#### INPUT ROWS ####
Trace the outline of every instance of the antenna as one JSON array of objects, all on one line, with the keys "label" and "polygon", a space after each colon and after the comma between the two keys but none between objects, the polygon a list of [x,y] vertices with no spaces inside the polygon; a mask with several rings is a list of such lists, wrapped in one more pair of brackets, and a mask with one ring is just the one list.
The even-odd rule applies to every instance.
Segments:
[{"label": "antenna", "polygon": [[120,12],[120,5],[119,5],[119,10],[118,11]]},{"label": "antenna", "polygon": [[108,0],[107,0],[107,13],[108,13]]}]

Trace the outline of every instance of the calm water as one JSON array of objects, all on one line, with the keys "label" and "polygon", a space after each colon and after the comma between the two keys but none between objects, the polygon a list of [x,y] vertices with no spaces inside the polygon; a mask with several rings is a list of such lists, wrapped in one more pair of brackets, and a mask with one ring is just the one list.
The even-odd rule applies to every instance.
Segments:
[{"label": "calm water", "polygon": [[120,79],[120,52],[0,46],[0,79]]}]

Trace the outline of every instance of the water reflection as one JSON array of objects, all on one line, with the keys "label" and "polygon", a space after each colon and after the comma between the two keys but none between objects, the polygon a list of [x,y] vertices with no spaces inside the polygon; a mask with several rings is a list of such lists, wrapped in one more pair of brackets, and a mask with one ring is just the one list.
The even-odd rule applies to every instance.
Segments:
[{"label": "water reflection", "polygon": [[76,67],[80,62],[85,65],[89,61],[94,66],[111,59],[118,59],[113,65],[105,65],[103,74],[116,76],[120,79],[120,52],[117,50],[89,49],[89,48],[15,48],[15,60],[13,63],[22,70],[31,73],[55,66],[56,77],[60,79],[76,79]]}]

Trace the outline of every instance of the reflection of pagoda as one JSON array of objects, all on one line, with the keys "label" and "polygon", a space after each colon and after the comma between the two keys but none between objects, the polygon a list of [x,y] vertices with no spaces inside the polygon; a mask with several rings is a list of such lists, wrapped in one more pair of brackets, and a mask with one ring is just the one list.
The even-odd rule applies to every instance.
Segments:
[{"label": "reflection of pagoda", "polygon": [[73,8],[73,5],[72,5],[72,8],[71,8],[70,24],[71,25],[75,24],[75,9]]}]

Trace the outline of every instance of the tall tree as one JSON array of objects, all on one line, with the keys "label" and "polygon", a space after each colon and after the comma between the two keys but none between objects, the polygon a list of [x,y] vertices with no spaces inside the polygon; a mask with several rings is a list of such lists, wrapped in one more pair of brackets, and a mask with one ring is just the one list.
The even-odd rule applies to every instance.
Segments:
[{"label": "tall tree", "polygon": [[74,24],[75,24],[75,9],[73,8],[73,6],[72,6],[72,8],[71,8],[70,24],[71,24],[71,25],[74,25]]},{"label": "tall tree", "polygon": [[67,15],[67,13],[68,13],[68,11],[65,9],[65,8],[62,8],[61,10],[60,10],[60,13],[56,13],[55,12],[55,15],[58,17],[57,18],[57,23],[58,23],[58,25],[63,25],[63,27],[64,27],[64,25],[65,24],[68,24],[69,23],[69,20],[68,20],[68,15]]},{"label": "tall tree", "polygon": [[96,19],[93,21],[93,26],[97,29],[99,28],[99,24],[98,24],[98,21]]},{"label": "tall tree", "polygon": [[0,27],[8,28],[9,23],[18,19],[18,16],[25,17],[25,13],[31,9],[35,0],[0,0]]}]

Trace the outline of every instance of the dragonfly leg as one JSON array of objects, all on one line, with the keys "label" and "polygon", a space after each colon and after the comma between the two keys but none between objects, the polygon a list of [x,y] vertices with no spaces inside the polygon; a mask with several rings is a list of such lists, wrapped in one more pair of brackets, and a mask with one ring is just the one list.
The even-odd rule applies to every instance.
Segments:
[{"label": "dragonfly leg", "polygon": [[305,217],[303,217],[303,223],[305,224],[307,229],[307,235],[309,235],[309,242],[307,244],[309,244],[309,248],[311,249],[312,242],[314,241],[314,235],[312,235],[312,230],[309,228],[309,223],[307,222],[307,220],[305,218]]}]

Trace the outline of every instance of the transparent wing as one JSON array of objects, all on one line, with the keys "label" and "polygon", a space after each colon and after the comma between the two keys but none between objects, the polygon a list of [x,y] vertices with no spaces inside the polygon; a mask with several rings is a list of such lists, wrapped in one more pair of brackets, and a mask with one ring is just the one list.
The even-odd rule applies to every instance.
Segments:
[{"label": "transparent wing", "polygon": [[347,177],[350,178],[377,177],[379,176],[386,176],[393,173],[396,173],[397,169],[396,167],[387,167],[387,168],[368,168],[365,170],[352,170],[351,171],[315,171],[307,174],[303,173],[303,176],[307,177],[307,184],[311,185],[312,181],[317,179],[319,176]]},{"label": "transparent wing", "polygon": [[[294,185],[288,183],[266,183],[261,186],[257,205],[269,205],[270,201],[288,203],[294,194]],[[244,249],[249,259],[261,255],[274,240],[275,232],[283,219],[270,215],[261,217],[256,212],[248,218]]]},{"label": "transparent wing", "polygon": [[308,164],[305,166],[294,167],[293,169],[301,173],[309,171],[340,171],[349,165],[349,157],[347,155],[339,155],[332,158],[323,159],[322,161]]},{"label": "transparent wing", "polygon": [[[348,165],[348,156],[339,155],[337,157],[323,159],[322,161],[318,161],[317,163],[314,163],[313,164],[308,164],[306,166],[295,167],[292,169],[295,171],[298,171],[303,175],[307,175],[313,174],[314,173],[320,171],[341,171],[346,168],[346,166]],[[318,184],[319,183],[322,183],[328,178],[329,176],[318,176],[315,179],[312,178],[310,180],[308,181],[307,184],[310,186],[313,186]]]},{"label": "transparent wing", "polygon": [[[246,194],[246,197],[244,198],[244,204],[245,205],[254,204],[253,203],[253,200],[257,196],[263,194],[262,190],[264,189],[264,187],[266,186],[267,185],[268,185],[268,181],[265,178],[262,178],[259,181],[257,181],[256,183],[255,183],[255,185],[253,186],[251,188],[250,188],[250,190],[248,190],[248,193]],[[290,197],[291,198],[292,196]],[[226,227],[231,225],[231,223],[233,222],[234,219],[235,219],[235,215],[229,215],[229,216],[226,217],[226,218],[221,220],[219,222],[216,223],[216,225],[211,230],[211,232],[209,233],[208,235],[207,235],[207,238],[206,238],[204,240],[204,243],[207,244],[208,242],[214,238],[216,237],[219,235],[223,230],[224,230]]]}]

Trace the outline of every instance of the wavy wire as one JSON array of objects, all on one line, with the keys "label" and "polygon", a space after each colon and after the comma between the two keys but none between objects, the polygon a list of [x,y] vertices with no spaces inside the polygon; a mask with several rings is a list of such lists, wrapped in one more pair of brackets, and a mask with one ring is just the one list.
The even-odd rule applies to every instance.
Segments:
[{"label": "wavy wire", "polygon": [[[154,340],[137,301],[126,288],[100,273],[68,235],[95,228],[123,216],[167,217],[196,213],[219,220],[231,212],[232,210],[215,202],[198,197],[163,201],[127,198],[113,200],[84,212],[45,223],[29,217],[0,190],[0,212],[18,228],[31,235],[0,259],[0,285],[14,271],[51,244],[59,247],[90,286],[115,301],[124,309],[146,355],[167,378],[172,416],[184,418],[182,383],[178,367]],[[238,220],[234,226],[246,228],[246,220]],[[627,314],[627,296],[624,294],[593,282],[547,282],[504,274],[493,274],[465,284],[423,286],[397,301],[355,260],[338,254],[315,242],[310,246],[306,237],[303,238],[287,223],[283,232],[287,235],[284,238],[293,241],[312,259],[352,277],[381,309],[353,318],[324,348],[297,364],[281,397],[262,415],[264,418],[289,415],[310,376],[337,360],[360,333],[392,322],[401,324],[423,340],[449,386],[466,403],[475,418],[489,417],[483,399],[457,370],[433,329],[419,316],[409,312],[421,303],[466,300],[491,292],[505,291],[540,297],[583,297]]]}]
####
= EXERCISE DIRECTIONS =
Return only the lines running from the line with "Trace the outline of every instance of the wavy" to the last line of the records, both included, exactly as written.

= TASK RESPONSE =
Trace the outline of every instance of the wavy wire as one JSON array of objects, all on one line, with the keys "label" and "polygon", a space after each colon and after the comma between the two keys but none between objects, the polygon a list of [x,y] vertices with no spaces inside the polygon; a mask with several rings is a list of such lists, wrapped in one more pair of brackets, and a mask with one ring is just the one list.
The even-odd rule applies to every instance.
Segments:
[{"label": "wavy wire", "polygon": [[[154,340],[137,301],[126,288],[100,273],[68,235],[95,228],[123,216],[167,217],[196,213],[219,220],[231,212],[232,210],[215,202],[198,197],[163,201],[127,198],[113,200],[84,212],[45,223],[29,217],[0,190],[0,212],[18,228],[31,235],[0,259],[0,285],[14,271],[51,244],[59,247],[90,286],[115,301],[124,309],[146,355],[167,378],[172,416],[184,418],[182,383],[178,367]],[[238,220],[234,226],[246,228],[246,220]],[[627,314],[627,296],[624,294],[593,282],[547,282],[504,274],[493,274],[465,284],[423,286],[397,301],[355,260],[338,254],[315,242],[310,246],[306,237],[303,238],[287,223],[283,232],[287,235],[284,238],[293,241],[312,259],[352,277],[381,309],[353,318],[324,348],[297,364],[281,397],[262,415],[264,418],[289,415],[310,376],[337,360],[360,333],[392,322],[401,324],[423,340],[449,386],[466,403],[475,418],[489,417],[483,399],[457,370],[433,329],[419,316],[409,312],[421,303],[466,300],[491,292],[505,291],[540,297],[583,297]]]}]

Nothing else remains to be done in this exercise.